_INFORMATION SUPPLIED_.
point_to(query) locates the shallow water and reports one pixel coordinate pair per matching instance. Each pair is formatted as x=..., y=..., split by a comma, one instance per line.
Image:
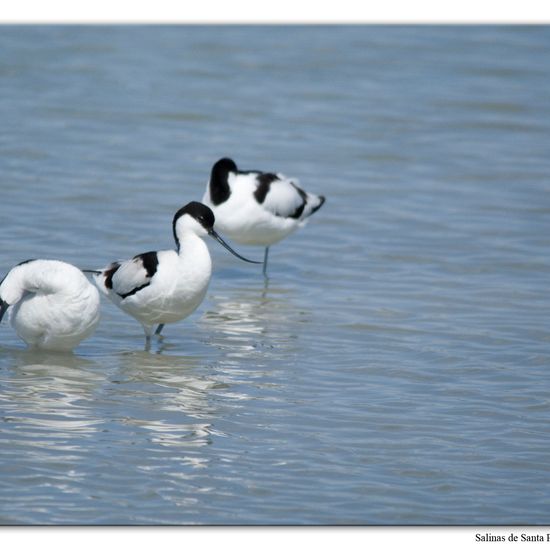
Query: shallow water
x=394, y=369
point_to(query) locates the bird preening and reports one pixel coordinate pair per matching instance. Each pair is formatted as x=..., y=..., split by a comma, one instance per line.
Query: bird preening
x=166, y=286
x=257, y=208
x=53, y=306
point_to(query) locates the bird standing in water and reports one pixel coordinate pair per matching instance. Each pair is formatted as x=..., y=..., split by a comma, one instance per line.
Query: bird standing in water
x=166, y=286
x=54, y=306
x=257, y=208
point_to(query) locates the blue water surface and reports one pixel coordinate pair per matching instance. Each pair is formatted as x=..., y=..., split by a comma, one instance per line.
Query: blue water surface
x=394, y=370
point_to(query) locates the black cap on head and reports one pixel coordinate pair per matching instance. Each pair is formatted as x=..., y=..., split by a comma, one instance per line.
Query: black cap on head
x=199, y=211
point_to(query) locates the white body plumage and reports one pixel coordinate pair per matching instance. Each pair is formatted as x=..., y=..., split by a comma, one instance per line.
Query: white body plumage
x=165, y=286
x=52, y=305
x=257, y=208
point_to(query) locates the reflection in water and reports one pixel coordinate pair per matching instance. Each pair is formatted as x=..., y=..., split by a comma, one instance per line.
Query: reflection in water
x=249, y=323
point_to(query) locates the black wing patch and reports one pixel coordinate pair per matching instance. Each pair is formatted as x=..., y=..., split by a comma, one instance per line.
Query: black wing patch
x=149, y=261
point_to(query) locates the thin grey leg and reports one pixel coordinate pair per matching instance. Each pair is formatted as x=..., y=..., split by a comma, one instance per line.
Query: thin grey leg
x=265, y=260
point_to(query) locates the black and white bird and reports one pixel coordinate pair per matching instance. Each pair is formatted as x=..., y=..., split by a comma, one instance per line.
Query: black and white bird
x=52, y=305
x=257, y=208
x=168, y=285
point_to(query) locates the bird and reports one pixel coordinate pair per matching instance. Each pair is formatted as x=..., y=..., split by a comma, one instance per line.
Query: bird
x=165, y=286
x=257, y=208
x=54, y=306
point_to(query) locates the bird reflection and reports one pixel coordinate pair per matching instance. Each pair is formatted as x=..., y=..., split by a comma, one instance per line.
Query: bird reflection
x=254, y=323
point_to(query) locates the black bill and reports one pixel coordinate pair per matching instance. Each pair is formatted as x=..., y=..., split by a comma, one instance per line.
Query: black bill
x=214, y=235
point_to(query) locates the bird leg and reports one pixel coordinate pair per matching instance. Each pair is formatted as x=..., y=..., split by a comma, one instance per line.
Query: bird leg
x=265, y=261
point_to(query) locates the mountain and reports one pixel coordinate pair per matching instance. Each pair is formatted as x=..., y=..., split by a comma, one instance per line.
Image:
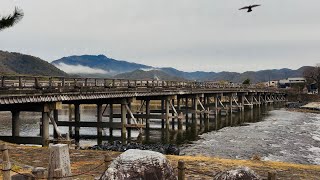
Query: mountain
x=87, y=65
x=102, y=66
x=15, y=63
x=152, y=74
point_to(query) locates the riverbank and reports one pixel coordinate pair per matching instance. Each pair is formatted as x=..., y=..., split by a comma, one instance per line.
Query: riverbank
x=197, y=167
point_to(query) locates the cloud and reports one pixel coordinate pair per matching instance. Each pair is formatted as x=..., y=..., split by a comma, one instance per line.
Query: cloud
x=79, y=69
x=149, y=69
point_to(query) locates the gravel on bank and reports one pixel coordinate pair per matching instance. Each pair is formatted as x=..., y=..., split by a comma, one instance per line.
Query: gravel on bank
x=197, y=167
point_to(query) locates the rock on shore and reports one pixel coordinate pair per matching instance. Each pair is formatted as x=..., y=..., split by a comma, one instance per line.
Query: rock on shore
x=140, y=164
x=118, y=146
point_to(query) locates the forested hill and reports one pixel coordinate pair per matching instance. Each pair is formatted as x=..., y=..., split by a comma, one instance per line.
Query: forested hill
x=20, y=64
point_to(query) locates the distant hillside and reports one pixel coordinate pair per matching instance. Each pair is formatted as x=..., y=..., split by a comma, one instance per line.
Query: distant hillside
x=16, y=63
x=100, y=64
x=256, y=76
x=152, y=74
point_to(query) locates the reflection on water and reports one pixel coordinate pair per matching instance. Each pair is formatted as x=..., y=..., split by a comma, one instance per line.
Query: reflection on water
x=30, y=123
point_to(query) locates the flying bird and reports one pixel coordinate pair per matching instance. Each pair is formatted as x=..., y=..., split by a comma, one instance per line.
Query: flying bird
x=12, y=19
x=250, y=7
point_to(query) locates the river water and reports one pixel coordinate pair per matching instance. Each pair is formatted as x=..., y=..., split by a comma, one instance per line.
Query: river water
x=270, y=132
x=279, y=136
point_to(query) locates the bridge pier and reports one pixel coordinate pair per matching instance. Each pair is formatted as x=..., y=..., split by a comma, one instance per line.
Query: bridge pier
x=148, y=113
x=162, y=112
x=123, y=121
x=187, y=112
x=167, y=112
x=15, y=123
x=111, y=119
x=99, y=126
x=77, y=123
x=45, y=128
x=173, y=115
x=56, y=119
x=129, y=122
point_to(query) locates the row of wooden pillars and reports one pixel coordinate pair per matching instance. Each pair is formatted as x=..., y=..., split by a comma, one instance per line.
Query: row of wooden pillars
x=176, y=109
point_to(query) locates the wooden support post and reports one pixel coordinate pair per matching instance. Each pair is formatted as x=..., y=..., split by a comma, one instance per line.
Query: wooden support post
x=187, y=113
x=59, y=162
x=195, y=108
x=45, y=129
x=216, y=105
x=167, y=112
x=272, y=175
x=111, y=119
x=242, y=102
x=181, y=170
x=99, y=120
x=107, y=160
x=77, y=122
x=70, y=119
x=180, y=124
x=230, y=101
x=6, y=165
x=201, y=114
x=129, y=122
x=162, y=113
x=40, y=173
x=172, y=120
x=20, y=82
x=56, y=119
x=148, y=114
x=123, y=122
x=15, y=123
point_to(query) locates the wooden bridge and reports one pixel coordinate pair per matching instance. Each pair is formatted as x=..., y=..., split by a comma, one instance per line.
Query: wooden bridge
x=177, y=99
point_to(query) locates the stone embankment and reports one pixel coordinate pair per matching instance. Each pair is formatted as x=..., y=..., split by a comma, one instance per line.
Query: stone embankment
x=168, y=149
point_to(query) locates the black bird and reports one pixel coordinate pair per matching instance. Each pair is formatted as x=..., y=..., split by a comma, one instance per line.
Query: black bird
x=12, y=19
x=250, y=7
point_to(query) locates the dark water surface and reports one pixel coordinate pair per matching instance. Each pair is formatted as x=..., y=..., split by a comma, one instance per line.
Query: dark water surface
x=279, y=136
x=271, y=132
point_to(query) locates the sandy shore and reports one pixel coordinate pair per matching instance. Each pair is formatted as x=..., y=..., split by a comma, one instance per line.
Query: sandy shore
x=198, y=167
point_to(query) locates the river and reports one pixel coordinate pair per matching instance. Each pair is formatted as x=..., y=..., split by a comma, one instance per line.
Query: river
x=270, y=132
x=280, y=136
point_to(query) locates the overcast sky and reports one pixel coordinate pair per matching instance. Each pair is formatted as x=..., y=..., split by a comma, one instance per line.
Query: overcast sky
x=191, y=35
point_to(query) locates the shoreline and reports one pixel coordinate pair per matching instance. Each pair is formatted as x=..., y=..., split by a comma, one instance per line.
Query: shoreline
x=197, y=167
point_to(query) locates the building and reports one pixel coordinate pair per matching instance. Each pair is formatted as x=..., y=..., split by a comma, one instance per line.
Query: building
x=290, y=82
x=271, y=84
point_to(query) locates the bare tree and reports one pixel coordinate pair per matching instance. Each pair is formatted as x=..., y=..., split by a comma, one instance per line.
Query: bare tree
x=12, y=19
x=312, y=75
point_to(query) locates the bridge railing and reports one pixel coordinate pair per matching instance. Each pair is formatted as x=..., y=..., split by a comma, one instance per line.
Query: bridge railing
x=46, y=82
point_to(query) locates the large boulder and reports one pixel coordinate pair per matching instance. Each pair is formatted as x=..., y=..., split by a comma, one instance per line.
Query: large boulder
x=140, y=164
x=240, y=173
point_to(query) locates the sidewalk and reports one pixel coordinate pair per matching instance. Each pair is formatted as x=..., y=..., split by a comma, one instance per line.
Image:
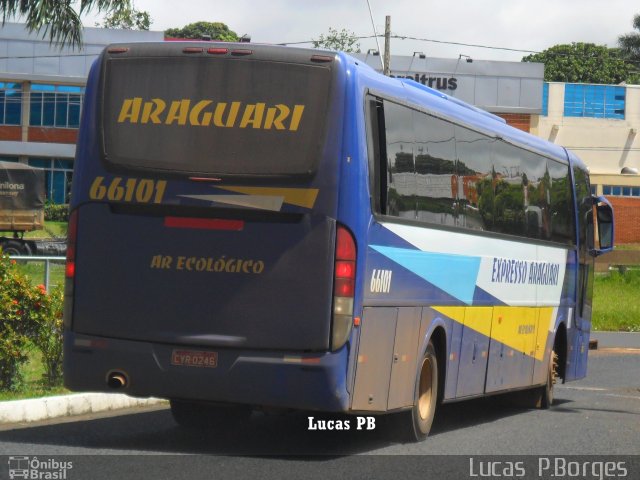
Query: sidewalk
x=37, y=409
x=616, y=339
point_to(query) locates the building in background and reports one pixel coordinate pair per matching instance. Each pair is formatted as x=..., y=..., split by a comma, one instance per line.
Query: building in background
x=41, y=97
x=511, y=90
x=601, y=124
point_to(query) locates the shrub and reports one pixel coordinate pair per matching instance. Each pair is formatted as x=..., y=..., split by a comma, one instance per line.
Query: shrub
x=28, y=316
x=46, y=315
x=56, y=213
x=15, y=324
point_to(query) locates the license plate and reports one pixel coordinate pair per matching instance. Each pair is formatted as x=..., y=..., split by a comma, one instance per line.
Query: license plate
x=194, y=358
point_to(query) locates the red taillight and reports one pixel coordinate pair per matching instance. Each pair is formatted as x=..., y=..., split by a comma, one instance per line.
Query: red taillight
x=344, y=281
x=218, y=51
x=345, y=246
x=345, y=269
x=344, y=287
x=72, y=234
x=192, y=50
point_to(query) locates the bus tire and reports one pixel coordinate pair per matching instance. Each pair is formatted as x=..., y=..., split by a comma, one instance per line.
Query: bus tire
x=426, y=396
x=546, y=392
x=15, y=248
x=202, y=415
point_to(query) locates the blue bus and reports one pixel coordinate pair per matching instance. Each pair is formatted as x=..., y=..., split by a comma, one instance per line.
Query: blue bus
x=258, y=227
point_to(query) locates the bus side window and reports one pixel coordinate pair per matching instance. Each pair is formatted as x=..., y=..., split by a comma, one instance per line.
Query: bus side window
x=376, y=150
x=401, y=172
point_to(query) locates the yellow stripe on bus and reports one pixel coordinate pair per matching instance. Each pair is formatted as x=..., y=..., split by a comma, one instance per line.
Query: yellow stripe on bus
x=524, y=329
x=301, y=197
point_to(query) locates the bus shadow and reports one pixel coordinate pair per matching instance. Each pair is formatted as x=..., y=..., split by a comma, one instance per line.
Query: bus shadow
x=285, y=435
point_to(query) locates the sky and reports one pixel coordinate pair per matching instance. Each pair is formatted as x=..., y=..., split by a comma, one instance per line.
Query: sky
x=517, y=24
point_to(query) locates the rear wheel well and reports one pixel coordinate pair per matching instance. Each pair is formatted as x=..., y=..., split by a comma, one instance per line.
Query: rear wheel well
x=560, y=348
x=439, y=339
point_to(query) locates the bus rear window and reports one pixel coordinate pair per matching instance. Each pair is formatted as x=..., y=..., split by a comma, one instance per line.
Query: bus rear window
x=214, y=116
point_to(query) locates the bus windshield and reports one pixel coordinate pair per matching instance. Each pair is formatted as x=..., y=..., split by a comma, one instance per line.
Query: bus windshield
x=213, y=116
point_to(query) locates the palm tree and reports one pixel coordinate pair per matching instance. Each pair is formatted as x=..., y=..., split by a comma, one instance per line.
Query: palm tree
x=630, y=43
x=59, y=19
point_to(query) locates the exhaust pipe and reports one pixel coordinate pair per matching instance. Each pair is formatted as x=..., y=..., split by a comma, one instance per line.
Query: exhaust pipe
x=117, y=380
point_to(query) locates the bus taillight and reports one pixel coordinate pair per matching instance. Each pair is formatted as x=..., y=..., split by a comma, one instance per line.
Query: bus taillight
x=70, y=268
x=343, y=287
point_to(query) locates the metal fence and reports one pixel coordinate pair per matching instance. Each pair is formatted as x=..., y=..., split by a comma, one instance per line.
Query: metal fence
x=48, y=270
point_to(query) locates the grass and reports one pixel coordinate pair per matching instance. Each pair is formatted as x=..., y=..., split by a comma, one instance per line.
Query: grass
x=51, y=230
x=616, y=306
x=33, y=385
x=628, y=246
x=34, y=270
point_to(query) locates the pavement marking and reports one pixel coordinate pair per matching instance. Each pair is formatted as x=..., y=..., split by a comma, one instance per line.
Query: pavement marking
x=615, y=351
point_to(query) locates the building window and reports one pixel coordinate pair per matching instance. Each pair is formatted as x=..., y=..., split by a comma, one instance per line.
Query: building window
x=620, y=191
x=10, y=103
x=58, y=175
x=55, y=106
x=595, y=101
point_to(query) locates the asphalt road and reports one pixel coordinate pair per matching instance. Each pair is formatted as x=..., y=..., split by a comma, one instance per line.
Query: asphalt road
x=597, y=416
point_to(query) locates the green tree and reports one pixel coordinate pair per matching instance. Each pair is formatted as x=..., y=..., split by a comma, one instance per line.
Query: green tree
x=127, y=18
x=57, y=19
x=196, y=31
x=582, y=63
x=629, y=44
x=342, y=40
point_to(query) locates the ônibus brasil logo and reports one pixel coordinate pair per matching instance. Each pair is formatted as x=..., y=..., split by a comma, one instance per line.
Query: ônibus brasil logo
x=37, y=469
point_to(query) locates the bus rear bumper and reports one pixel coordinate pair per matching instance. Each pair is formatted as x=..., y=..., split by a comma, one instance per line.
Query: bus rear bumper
x=260, y=378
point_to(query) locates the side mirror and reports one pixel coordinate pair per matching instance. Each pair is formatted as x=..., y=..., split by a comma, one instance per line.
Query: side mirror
x=604, y=215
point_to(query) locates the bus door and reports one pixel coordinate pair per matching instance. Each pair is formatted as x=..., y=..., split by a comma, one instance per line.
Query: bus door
x=474, y=351
x=579, y=337
x=513, y=347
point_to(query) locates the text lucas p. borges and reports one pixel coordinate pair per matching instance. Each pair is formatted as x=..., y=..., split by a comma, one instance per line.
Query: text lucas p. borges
x=361, y=423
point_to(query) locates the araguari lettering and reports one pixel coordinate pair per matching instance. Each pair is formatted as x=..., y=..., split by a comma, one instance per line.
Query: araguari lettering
x=522, y=272
x=207, y=113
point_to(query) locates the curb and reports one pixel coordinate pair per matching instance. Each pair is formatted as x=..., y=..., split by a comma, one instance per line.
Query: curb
x=37, y=409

_THE EXERCISE_. Convert the entries, from the start through the line containing "x=168, y=285" inclusive, into a two-column CSV with the header entry_text,answer and one row per entry. Quote each field, turn any line breaks inside a field into spaces, and leave the pictures out.

_THE RESPONSE_.
entry_text,answer
"point_to(query) locates the shallow water and reports one pixel coordinate pair per matching instance. Each pair is formatted as x=..., y=..., split by a comma, one instance per line. Image: Query: shallow water","x=394, y=369"
"point_to(query) locates the bird preening and reports one pixel coordinate pair per matching instance. Each pair is formatted as x=..., y=..., split by a comma, one instance per line. Query: bird preening","x=166, y=286 x=257, y=208 x=53, y=306"
"point_to(query) locates the bird standing in water and reports one pixel coordinate pair per matching instance. Each pair is formatted as x=..., y=..., split by a comma, one instance per line. Query: bird standing in water","x=166, y=286 x=54, y=306 x=257, y=208"
"point_to(query) locates the blue water surface and reports one pixel coordinate pair per matching instance. Each pair is formatted as x=..., y=..., split by a comma, one instance per line. Query: blue water surface","x=394, y=370"
"point_to(query) locates the black cap on head and reports one pixel coordinate pair per matching instance. Each pair is formatted as x=..., y=..., split by a comma, one instance per line. Query: black cap on head","x=199, y=211"
"point_to(query) locates the white body plumage and reports one pixel coordinate pair per matching instance. Each pair is formatted as x=..., y=..., split by a comma, one instance per line. Query: white body plumage","x=165, y=286 x=52, y=305 x=257, y=208"
"point_to(query) locates the reflection in water and reports one pixel coordinate pair per matching instance. Each pair is formatted as x=..., y=..., split by a comma, one instance per line. Query: reflection in water","x=249, y=323"
"point_to(query) locates the black wing patch and reports one pixel coordinate pair per matching instance. Each pair is formatted as x=..., y=..., split by a comma, one instance per line. Query: black wing patch","x=149, y=261"
"point_to(query) locates the thin grey leg and reports one pixel coordinate pair per matching instance. Each pair is formatted as x=..., y=..., split by a comma, one instance per line. Query: thin grey leg","x=265, y=260"
"point_to(query) locates the black and white bird and reports one pixel coordinate pair per matching instance. Each pair is formatted as x=..., y=..., split by a comma, one instance per line. Query: black and white bird","x=52, y=305 x=257, y=208 x=168, y=285"